*REQUIRED TASK A*. Extract every line of the entries below that contains the string "blurred".

•••

8.    Delivery of Additional Collateral. If the Pledgor shall become entitled to receive or shall receive any equity interests, option or rights, whether as an addition to, in substitution of, or in exchange for any of the Pledged Shares, the Pledgor agrees to accept the same as the agent of the Pledgee and to hold the same in trust for the benefit of the Pledgee and to deliver the same forthwith to the Pledgee in the exact form received, with the endorsement of the Pledgor when necessary and/or appropriate undated Instruments of Transfer duly executed in blank, and Irrevocable Proxies for any additional shares of capital stock so received, in substantially the forms attached hereto to be held by the Pledgee, subject to the terms hereof, as additional collateral security for the Obligations.

•••

*REQUIRED TASK B*. Decide whether each statement below agrees with the clause on delivery of additional collateral. Answer yes or no for each, and quote the words of the clause that settle it. (i) The Pledgor must deliver any such equity interests, options or rights to the Pledgee in the form in which they were received. (ii) The Instruments of Transfer the Pledgor supplies are to be dated. (iii) The Pledgor holds what it receives in trust for its own benefit.

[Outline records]

•••

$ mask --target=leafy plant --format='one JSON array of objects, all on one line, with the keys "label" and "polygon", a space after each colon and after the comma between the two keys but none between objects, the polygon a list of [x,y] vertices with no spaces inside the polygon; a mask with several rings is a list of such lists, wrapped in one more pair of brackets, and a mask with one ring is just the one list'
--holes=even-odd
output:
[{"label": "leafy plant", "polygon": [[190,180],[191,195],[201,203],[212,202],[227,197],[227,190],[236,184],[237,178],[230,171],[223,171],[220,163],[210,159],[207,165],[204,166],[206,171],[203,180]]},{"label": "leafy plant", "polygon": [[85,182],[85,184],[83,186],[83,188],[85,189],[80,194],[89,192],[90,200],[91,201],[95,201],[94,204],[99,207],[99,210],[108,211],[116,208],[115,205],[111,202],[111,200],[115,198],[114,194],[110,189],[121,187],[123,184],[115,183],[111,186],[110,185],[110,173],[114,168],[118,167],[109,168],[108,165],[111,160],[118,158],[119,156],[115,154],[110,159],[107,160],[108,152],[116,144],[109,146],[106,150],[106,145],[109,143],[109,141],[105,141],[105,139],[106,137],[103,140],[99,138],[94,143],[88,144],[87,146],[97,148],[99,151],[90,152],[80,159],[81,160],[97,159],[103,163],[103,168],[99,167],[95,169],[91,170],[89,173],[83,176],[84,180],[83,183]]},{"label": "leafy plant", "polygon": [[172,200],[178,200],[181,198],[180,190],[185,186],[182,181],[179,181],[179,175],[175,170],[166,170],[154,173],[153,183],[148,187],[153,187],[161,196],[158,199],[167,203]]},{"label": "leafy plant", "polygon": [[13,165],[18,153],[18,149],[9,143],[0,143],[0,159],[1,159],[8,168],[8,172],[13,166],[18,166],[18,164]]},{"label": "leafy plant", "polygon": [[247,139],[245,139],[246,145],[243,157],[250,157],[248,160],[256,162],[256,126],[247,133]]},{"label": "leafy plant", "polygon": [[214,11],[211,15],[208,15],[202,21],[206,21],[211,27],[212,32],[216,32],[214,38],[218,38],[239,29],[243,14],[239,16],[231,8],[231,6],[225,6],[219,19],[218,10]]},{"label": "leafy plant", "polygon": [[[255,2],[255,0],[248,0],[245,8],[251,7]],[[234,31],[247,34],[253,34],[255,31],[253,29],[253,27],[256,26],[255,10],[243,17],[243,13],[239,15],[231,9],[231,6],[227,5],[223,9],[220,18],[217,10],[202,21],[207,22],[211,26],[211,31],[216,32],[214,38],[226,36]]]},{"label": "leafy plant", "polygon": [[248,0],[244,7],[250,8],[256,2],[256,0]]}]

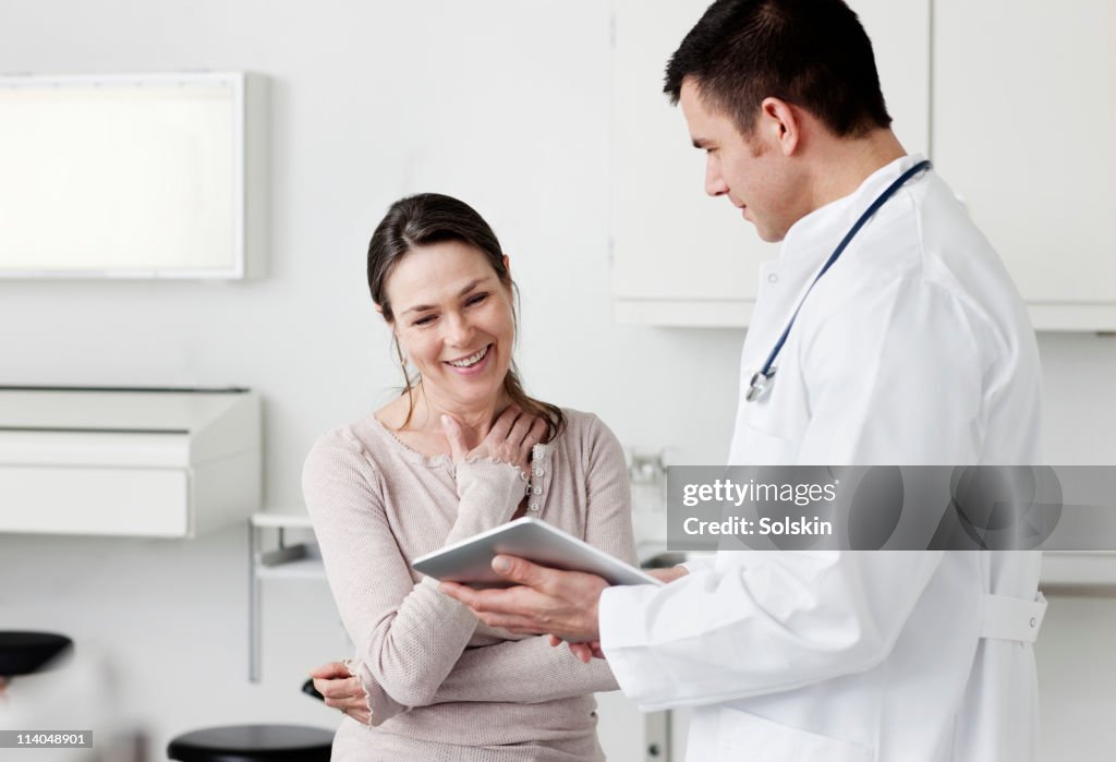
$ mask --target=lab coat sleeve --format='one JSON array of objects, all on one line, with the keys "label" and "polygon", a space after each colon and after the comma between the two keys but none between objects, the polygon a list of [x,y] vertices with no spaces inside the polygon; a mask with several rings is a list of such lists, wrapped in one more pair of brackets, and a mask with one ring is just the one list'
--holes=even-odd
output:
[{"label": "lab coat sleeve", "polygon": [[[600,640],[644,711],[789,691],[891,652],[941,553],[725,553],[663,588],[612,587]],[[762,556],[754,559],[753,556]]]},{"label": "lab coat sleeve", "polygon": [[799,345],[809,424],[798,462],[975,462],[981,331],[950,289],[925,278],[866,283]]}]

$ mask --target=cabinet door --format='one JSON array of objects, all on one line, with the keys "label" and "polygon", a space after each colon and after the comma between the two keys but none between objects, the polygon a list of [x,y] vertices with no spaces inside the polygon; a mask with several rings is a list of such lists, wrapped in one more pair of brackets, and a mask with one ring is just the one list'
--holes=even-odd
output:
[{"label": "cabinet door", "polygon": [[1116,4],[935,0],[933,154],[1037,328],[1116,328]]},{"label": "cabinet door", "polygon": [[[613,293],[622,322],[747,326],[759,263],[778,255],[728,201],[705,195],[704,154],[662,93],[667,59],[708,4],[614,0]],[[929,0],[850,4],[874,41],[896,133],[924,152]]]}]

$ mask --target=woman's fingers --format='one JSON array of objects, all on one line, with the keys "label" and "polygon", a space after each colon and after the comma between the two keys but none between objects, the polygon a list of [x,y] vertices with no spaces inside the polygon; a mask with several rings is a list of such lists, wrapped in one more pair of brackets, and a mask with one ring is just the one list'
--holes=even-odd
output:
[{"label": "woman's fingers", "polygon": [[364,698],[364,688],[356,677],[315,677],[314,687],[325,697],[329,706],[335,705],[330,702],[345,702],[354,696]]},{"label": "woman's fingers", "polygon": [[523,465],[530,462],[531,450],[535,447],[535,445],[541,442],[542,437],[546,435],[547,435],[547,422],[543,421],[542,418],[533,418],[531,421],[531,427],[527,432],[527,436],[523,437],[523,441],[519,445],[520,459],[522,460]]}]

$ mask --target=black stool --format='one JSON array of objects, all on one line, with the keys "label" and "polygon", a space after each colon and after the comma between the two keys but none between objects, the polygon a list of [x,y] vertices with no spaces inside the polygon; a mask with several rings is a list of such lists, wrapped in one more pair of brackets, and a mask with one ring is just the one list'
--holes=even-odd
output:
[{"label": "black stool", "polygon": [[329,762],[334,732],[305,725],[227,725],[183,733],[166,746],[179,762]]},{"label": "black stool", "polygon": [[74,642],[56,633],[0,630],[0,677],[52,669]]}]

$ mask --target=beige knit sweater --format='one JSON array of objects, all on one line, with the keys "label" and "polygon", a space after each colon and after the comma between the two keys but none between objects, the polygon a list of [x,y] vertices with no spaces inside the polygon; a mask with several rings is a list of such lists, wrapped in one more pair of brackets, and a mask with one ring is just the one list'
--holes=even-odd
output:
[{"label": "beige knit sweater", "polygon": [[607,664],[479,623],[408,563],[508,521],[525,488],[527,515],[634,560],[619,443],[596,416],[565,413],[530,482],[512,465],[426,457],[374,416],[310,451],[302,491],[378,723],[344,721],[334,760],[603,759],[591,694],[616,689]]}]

•••

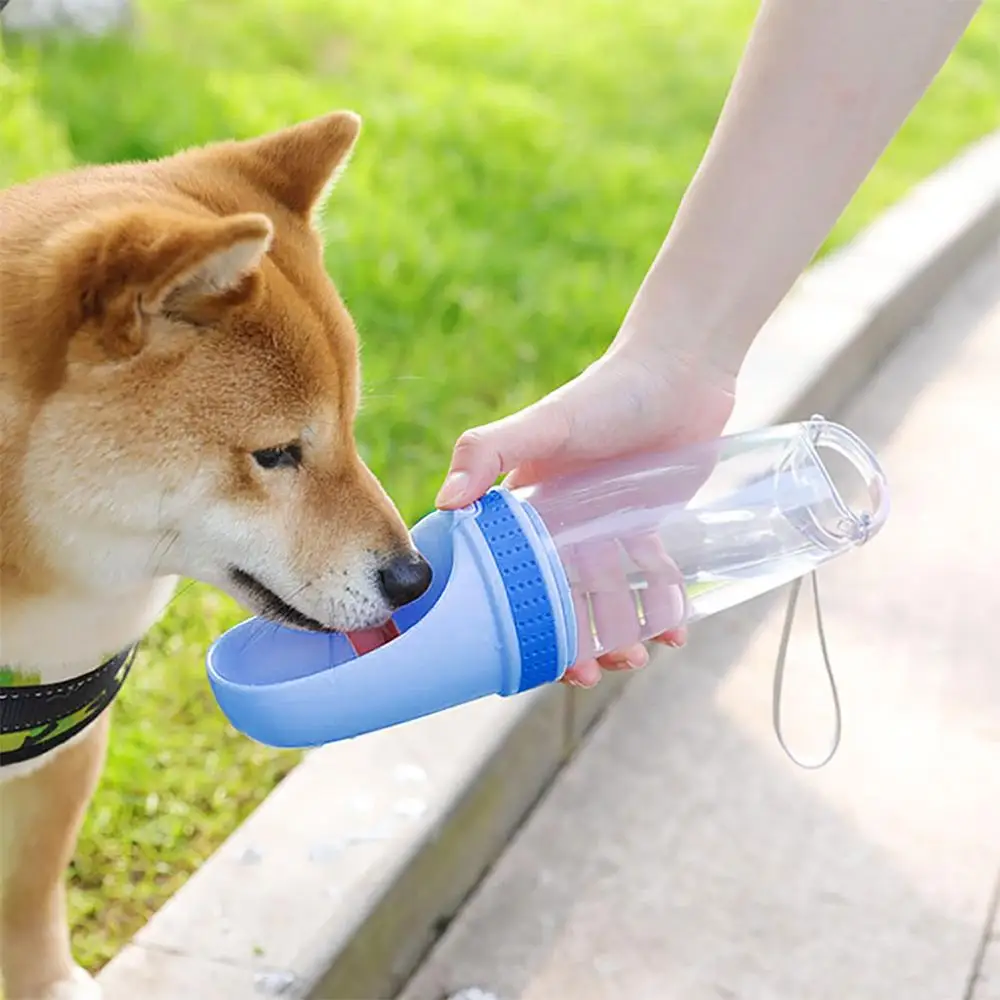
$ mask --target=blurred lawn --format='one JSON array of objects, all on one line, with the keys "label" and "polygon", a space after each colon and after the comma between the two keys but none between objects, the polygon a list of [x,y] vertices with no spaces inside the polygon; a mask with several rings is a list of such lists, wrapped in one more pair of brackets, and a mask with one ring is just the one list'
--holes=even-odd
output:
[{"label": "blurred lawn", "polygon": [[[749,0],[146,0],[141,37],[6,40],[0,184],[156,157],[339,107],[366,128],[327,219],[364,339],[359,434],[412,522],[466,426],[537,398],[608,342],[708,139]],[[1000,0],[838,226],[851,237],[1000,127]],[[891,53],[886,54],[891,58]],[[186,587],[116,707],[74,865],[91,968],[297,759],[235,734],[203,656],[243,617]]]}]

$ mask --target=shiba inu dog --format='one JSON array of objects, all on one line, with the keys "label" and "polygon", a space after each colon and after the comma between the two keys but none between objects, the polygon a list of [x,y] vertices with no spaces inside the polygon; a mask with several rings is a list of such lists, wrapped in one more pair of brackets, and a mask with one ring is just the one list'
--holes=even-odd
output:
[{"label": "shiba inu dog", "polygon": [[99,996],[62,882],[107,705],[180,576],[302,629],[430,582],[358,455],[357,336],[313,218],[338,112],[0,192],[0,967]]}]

•••

*WRITTEN ANSWER A*.
$ mask --target=blurred lawn --format='one JSON array of objects, all on one line, with the keys "label" and "polygon", a space after each colon and after the comma between the two keys but none between objects, the polygon a list of [x,y] vertices with no spaces inside the polygon; a mask with several rings is a list of such lists, wrapped in one more pair of brackets, and a mask with one ring is just the one list'
[{"label": "blurred lawn", "polygon": [[[749,0],[146,0],[141,37],[6,40],[0,184],[156,157],[339,107],[366,128],[327,219],[364,339],[359,434],[412,522],[466,426],[537,398],[608,342],[708,139]],[[1000,0],[838,226],[851,237],[1000,127]],[[891,53],[886,54],[891,58]],[[186,587],[116,707],[74,865],[91,968],[297,759],[235,734],[203,656],[243,617]]]}]

*WRITTEN ANSWER B*.
(i) Yes: "to deliver the same forthwith to the Pledgee in the exact form received"
(ii) No: "undated Instruments of Transfer duly executed in blank"
(iii) No: "to hold the same in trust for the benefit of the Pledgee"